Il pisano Andrea Casella anziché restare sull’uscio è entrato dritto nel cuore dei tifosi mensanini. È bastato un videomessaggio di saluto nel giorno della sua prima visita in Viale Sclavo per conquistare tutti. I numeri dei social biancoverdi non mentono: qualche migliaio di visualizzazioni su Facebook, centinaia di “Mi piace” e di condivisioni e tanti commenti di apprezzamento per le parole del nuovo giocatore biancoverde.

L’ambientamento a Siena, per l’ex Dinamica Mantova, non sarà dunque un problema anche se ad attenderlo in città non ci sarà un amico di vecchia data, l’ex Robur Ettore Mendicino tornato a Cosenza. “Con SuperMendo ci sentiamo spesso, ci conosciamo dai tempi dell’università e anche con Tremolada (centrocampista ex Arezzo, ndr) siamo molto legati. Sono due calciatori ‘atipici’ perché il basket è la loro vita: magari verranno a vedermi al Palasport” racconta Casella.

Con un videomessaggio hai già conquistato i tifosi: te lo aspettavi?

«Siamo toscani, c’è sempre quel qualcosa in più. Per queste cose siamo nati apposta (ride, ndr)».

Tre parole che ti descrivono.

«Di solito mi diverto. Ah sono quattro? Allora con ‘di solito’ scritto tutto attaccato. A parte scherzi, direi parecchio sanguigno, divertente e abbastanza cazzuto».

Come è stato il tuo primo approccio con la città?

«Eccezionale. Sono venuto tante volte a giocare al palazzetto a Siena e tutte le volte era un sogno solo essere lì. Ora conoscere il dietro le quinte della società, entrare al palasport dalla porta di casa è un bello stimolo. Sto vivendo le emozioni che avrei voluto provare quando ero avversario della Mens Sana nelle giovanili».

Una cosa che farai a Siena nel primo giorno libero?

* * * *

- _Consegna 1_: Indica quante righe qui sotto contengono la parola "dark" e rispondi soltanto con il numero.

* * * *

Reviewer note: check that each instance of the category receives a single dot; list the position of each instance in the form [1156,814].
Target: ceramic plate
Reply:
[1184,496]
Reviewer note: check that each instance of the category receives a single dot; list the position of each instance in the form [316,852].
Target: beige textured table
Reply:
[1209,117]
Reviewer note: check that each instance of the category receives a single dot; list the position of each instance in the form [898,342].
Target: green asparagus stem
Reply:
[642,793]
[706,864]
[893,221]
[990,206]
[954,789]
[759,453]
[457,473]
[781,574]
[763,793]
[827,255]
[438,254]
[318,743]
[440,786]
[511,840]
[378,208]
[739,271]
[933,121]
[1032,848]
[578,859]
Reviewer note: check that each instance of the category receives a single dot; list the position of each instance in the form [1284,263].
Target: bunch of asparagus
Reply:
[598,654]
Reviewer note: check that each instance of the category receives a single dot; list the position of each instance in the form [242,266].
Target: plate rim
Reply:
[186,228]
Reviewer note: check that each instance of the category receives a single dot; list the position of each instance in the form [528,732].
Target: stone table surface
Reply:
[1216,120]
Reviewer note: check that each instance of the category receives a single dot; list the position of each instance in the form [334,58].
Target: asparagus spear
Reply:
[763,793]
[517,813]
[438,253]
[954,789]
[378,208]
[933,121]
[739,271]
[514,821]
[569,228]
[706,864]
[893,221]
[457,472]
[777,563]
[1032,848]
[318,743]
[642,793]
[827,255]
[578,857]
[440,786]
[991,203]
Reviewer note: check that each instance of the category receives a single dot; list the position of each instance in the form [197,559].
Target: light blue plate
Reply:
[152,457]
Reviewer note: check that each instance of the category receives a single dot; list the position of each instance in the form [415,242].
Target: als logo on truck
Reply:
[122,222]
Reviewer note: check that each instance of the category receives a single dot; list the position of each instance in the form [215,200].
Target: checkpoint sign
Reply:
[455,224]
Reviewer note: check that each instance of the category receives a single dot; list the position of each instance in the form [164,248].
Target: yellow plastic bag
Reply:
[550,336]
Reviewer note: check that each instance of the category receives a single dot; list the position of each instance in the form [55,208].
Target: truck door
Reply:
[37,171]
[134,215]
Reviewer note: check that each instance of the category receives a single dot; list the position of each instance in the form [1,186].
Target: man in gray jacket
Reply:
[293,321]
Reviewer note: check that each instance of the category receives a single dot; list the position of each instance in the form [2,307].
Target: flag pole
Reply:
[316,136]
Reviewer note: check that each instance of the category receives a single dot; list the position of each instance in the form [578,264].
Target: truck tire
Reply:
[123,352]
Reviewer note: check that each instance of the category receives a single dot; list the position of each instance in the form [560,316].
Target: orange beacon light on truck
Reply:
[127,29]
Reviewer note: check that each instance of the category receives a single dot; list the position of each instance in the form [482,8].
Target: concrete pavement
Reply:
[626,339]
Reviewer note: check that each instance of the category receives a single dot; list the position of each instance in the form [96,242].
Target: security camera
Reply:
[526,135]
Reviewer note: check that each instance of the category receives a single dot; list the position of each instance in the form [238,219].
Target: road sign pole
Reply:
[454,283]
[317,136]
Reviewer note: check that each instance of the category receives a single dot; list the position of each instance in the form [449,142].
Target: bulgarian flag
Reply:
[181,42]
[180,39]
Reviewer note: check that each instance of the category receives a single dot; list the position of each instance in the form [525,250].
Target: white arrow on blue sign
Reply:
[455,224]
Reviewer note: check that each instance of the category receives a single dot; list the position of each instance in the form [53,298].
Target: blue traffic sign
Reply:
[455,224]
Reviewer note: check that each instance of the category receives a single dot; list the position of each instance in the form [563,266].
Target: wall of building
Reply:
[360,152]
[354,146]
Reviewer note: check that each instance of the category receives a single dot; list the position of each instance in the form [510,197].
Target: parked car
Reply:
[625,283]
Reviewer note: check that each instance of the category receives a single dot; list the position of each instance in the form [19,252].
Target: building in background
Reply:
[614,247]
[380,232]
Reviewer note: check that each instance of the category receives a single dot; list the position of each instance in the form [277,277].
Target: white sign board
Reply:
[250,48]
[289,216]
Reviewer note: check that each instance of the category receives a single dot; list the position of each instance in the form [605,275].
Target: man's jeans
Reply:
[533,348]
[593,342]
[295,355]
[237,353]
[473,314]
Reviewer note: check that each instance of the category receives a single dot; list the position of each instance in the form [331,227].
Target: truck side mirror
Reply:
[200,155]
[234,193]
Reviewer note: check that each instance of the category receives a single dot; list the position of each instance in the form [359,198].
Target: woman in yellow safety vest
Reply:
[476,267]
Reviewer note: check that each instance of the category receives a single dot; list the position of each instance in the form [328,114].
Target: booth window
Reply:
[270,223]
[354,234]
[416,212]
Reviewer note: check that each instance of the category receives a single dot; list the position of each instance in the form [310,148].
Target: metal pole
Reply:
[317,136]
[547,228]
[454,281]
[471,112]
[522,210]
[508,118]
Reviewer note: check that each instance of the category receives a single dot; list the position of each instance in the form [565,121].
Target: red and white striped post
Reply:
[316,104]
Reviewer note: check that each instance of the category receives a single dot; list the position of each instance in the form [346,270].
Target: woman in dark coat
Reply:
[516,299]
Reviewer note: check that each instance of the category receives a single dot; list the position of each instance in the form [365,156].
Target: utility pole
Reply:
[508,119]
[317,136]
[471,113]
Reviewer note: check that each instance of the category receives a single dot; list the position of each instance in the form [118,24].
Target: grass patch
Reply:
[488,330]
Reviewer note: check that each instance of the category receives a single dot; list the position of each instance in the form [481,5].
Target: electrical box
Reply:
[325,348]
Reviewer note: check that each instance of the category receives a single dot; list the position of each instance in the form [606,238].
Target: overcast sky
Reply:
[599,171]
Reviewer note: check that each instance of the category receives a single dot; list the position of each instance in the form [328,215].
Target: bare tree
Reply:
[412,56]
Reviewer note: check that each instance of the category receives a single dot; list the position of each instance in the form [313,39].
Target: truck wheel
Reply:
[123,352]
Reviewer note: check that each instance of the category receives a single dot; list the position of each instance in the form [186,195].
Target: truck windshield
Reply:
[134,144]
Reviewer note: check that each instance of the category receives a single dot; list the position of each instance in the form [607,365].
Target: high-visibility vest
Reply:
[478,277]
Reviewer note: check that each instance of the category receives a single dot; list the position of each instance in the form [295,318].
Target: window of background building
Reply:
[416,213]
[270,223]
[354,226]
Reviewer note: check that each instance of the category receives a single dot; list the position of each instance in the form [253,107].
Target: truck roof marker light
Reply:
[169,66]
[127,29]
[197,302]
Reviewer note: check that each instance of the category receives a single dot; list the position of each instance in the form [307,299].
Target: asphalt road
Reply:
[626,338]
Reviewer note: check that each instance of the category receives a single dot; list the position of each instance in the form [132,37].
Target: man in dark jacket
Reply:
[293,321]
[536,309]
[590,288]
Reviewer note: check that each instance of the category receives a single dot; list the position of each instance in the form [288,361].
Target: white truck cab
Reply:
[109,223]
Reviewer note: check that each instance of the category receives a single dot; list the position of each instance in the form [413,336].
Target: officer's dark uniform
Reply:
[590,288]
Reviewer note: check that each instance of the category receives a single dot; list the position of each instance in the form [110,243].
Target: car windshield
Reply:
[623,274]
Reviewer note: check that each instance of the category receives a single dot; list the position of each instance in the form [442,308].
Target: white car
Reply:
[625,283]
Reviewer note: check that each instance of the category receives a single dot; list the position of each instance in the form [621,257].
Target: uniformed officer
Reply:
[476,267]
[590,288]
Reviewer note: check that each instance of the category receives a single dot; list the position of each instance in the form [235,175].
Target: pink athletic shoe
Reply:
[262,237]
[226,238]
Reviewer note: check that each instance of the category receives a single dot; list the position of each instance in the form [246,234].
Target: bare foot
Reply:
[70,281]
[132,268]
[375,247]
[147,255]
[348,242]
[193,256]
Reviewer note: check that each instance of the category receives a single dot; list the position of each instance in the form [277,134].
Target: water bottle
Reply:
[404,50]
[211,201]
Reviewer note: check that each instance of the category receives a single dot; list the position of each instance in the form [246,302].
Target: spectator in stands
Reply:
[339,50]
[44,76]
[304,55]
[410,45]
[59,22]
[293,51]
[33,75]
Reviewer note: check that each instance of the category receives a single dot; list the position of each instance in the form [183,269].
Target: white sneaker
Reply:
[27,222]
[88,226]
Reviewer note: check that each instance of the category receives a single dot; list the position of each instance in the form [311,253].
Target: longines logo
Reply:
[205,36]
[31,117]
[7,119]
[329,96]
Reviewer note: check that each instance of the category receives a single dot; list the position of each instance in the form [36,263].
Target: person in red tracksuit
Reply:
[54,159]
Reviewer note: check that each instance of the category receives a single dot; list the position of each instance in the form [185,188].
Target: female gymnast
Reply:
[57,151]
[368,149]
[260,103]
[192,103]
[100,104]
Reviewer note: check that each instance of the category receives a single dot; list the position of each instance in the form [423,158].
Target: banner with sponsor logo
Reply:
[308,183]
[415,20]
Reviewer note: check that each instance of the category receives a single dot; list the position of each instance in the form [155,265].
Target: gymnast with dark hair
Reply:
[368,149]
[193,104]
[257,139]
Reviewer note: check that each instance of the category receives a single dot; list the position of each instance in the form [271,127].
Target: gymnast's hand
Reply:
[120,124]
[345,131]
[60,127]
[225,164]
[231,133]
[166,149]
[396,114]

* * * *

- _Consegna 2_: Per favore, ricopia parola per parola il brano sopra su Andrea Casella: comincia dalle parole "Tre parole che" e fermati dopo "primo giorno libero?".

- _Risposta scritta 1_: 4

- _Risposta scritta 2_:
Tre parole che ti descrivono.

«Di solito mi diverto. Ah sono quattro? Allora con ‘di solito’ scritto tutto attaccato. A parte scherzi, direi parecchio sanguigno, divertente e abbastanza cazzuto».

Come è stato il tuo primo approccio con la città?

«Eccezionale. Sono venuto tante volte a giocare al palazzetto a Siena e tutte le volte era un sogno solo essere lì. Ora conoscere il dietro le quinte della società, entrare al palasport dalla porta di casa è un bello stimolo. Sto vivendo le emozioni che avrei voluto provare quando ero avversario della Mens Sana nelle giovanili».

Una cosa che farai a Siena nel primo giorno libero?